— Begin TEXT SEGMENT —

# Any tips?



## taxtell (Sep 17, 2009)

Flip and I were picked from our agility class to participate in a demo at the big pet expo this weekend:

http://www.petexpomilwaukee.com/

Do you think I should take him to the park and run him first, or maybe take him for a long walk or something? I know he's going to be pretty hyped up!

I'm a little nervous myself.


----------



## bigpoodleperson (Jul 14, 2009)

I dont compete, but Yes i would let my dog run some steam off. It is not too long of a course where he will be too tired and it would help him focus. I also know people who do alot of obedience exercies to get their dog focused on them before going into the ring.


----------



## taxtell (Sep 17, 2009)

Honestly I don't think I can ever get him TOO tired! lol
He's got so much energy, he's not hyper, but sometimes even in class he'll get The Zoomies. :/

I forget he's only almost 11 months old sometimes.


----------



## Cdnjennga (Jul 30, 2009)

I would get there a little early and walk him around the expo a bit if you can. He's going to be very overstimulated by all the exciting things! Then perhaps some in crate time to let him relax in the new environment. Then take him out for a pee etc, maybe do a little obedience to get his focus on you. Exercise him if that's something that cools him down rather than hypes him up. And try to have fun! It's an exhibition - it's almost better if he does do something silly, the crowd will love him.


----------



## taxtell (Sep 17, 2009)

— End TEXT SEGMENT —
— Begin RECORD SET —

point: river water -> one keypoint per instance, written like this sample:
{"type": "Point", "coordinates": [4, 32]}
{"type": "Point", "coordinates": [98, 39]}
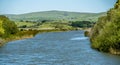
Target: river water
{"type": "Point", "coordinates": [56, 48]}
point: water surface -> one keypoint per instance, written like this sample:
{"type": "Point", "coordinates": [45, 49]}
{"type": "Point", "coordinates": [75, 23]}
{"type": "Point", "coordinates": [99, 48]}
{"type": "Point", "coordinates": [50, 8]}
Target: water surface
{"type": "Point", "coordinates": [57, 48]}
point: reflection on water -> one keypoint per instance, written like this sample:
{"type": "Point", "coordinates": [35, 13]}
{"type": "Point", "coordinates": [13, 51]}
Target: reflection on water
{"type": "Point", "coordinates": [59, 48]}
{"type": "Point", "coordinates": [79, 38]}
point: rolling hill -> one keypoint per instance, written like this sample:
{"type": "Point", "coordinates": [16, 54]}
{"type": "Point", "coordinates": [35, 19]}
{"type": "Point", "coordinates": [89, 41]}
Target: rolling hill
{"type": "Point", "coordinates": [56, 15]}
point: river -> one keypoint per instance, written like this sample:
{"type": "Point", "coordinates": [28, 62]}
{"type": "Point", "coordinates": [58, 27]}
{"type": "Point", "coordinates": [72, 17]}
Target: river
{"type": "Point", "coordinates": [55, 48]}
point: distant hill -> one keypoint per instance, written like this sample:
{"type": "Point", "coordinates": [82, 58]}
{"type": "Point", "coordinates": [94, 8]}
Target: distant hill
{"type": "Point", "coordinates": [56, 15]}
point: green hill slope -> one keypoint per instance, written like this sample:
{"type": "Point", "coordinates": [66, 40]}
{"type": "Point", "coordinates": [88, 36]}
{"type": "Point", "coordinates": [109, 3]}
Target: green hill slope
{"type": "Point", "coordinates": [56, 15]}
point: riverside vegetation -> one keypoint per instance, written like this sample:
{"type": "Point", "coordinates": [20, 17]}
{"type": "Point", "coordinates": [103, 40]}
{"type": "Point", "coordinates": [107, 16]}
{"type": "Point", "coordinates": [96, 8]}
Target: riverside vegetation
{"type": "Point", "coordinates": [105, 35]}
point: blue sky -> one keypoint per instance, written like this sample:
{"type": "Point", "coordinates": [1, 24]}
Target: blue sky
{"type": "Point", "coordinates": [26, 6]}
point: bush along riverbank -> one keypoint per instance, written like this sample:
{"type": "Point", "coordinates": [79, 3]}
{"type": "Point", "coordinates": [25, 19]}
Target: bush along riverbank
{"type": "Point", "coordinates": [105, 35]}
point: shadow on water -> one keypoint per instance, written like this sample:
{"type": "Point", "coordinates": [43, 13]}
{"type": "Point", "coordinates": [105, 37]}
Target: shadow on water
{"type": "Point", "coordinates": [57, 48]}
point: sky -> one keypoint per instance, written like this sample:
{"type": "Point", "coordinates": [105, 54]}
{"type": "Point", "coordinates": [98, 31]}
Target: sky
{"type": "Point", "coordinates": [27, 6]}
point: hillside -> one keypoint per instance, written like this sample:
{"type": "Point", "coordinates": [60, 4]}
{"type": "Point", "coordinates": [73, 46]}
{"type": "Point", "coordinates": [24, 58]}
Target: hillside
{"type": "Point", "coordinates": [105, 35]}
{"type": "Point", "coordinates": [56, 15]}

— End RECORD SET —

SET EXERCISE:
Reproduce the passage of the dog-show forum thread from "I would get" to "will love him.".

THE REPLY:
I would get there a little early and walk him around the expo a bit if you can. He's going to be very overstimulated by all the exciting things! Then perhaps some in crate time to let him relax in the new environment. Then take him out for a pee etc, maybe do a little obedience to get his focus on you. Exercise him if that's something that cools him down rather than hypes him up. And try to have fun! It's an exhibition - it's almost better if he does do something silly, the crowd will love him.